Type of dumplings in Balto-Slavic cuisines

Kalduny or kolduny (калдуны́, kołduny, koldūnai) are dumplings stuffed with meat, mushrooms or other ingredients, made in Belarusian, Lithuanian, and Polish cuisines, akin to the Polish pierogi, Russian pelmeni and the Ukrainian varenyky.

In Slavic languages the word means “magicians” or “sorcerers”, but it is unclear how the word became associated with the dish.

==Description==
Kalduny, dumplings of unleavened dough filled with meat, mushrooms, or other stuffings, are related to similar dishes in the West and in the East alike, from Italian ravioli, Hungarian derelye, and Ashkenazi Jewish pirogen to Russian pelmeni and Central Asian manti or chuchvara. Kalduny made with a stuffing of smoked ham and mushrooms (Kalduny Count Tyshkevich, named after a Belarusian noble family from Lahojsk near Minsk) were long considered Belarus's “visiting card”, although decades of Soviet rule almost erased their trace from public memory and now they are only served in a few local restaurants. Currently the Russian pelmeni and the Ukrainian vareniki are served in more restaurants.

The simplest dough for kalduny is made of flour mixed with tepid water, eggs, and some salt. In some recipes the dough for kalduny is mixed with onion juice, not water. Kalduny dough should be soft but elastic, easy to stretch and to seal into a pocket around a dollop of filling. Like other pastry doughs, it has to be allowed to rest, covered with a dish towel or a cloth so as not to dry out. Kalduny are usually boiled in a big shallow casserole at low heat, in well-salted water. Instead of boiling in water, kalduny may be boiled directly in a soup, in which they are then served. Some varieties are baked or fried. Polesie-style kalduny, with a stuffing of boiled river fish and hard-boiled eggs, are fried. A variety known in Russian cuisine as kundyumy (кундюмы) is never boiled: the mushroom-filled dumplings are baked in a crock pot in the oven or fried.

### [RAW DATA]
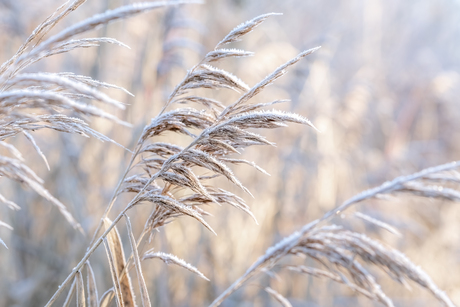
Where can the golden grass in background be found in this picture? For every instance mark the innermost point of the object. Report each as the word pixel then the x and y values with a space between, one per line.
pixel 383 90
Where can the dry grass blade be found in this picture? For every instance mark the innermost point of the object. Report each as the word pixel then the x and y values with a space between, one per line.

### [PROBLEM]
Copy the passage on kalduny again, starting with "Type of dumplings" and going on through "with the dish.", with "magicians" replaced by "wizards".

### [THE RESULT]
Type of dumplings in Balto-Slavic cuisines

Kalduny or kolduny (калдуны́, kołduny, koldūnai) are dumplings stuffed with meat, mushrooms or other ingredients, made in Belarusian, Lithuanian, and Polish cuisines, akin to the Polish pierogi, Russian pelmeni and the Ukrainian varenyky.

In Slavic languages the word means “wizards” or “sorcerers”, but it is unclear how the word became associated with the dish.